→ Short problem
Gather every row below that contains the word "door", matching case exactly. Uppercase and lowercase letters must match as given.

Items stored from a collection
>>
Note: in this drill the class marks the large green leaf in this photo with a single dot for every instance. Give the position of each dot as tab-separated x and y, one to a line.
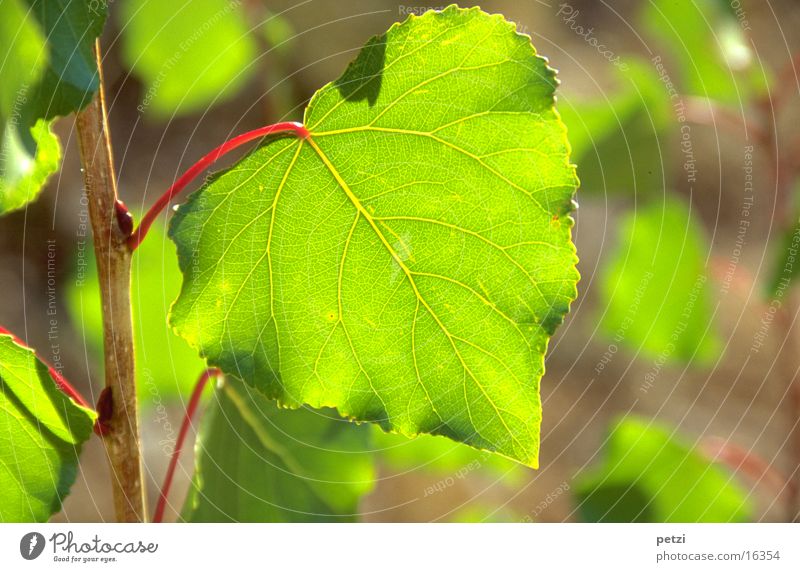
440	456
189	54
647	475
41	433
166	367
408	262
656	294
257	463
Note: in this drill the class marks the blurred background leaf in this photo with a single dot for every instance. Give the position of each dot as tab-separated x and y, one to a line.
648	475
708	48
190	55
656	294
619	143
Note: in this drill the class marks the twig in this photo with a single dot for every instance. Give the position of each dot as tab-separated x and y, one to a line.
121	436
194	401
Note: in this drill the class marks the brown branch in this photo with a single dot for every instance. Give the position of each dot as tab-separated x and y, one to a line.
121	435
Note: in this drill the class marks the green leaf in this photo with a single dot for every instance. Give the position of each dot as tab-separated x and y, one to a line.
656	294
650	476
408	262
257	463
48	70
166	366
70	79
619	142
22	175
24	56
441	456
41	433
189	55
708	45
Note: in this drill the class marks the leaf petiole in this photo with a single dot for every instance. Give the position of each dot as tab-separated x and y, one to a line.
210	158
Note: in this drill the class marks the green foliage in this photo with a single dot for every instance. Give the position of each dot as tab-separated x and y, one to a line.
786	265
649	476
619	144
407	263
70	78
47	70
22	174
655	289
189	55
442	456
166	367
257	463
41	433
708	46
<<
>>
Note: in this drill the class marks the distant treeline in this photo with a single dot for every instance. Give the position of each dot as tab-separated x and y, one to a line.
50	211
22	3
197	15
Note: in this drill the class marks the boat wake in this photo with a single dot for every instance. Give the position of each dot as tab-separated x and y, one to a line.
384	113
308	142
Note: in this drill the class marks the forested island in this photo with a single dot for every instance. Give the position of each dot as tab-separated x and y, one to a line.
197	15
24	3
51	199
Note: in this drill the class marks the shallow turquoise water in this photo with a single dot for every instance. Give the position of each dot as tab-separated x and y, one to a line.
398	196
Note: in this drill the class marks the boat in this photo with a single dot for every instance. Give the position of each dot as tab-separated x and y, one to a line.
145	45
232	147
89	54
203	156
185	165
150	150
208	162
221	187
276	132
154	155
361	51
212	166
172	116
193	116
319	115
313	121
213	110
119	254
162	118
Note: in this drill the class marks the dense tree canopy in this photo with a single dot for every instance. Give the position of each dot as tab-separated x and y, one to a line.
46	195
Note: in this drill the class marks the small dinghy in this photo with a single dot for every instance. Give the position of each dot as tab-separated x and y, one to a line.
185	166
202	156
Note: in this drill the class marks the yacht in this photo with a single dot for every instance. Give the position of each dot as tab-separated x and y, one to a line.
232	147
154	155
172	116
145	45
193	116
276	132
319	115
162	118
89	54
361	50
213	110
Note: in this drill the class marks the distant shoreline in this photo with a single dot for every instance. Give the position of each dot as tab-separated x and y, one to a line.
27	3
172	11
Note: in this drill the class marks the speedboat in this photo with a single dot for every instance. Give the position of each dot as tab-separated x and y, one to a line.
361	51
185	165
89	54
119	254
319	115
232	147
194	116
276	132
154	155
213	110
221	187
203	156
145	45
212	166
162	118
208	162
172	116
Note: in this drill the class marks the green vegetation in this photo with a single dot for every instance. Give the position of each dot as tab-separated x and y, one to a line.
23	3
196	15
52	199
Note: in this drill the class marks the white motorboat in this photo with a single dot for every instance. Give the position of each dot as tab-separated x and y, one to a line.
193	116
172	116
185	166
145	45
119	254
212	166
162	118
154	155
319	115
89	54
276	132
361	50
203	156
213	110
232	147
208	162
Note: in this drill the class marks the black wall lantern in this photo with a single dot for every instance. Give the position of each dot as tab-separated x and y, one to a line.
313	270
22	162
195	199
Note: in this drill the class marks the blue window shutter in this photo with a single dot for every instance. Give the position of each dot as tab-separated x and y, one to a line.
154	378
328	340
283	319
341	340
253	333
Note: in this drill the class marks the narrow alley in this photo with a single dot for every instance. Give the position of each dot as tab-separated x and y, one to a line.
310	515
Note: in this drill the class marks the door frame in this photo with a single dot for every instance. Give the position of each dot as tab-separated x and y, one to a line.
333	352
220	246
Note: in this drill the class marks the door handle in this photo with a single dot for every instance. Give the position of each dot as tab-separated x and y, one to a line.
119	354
<<
→ Output for this exercise
Note: in this drill the class marks the door frame in this photo with a single dot for every instance. Give the position of each dot as tab-separated x and y, one to a line.
Note: in this drill the class marks the door handle in this photo with a single dot for every instance. Give the position of each dot as tab-separated x and y, one to a line.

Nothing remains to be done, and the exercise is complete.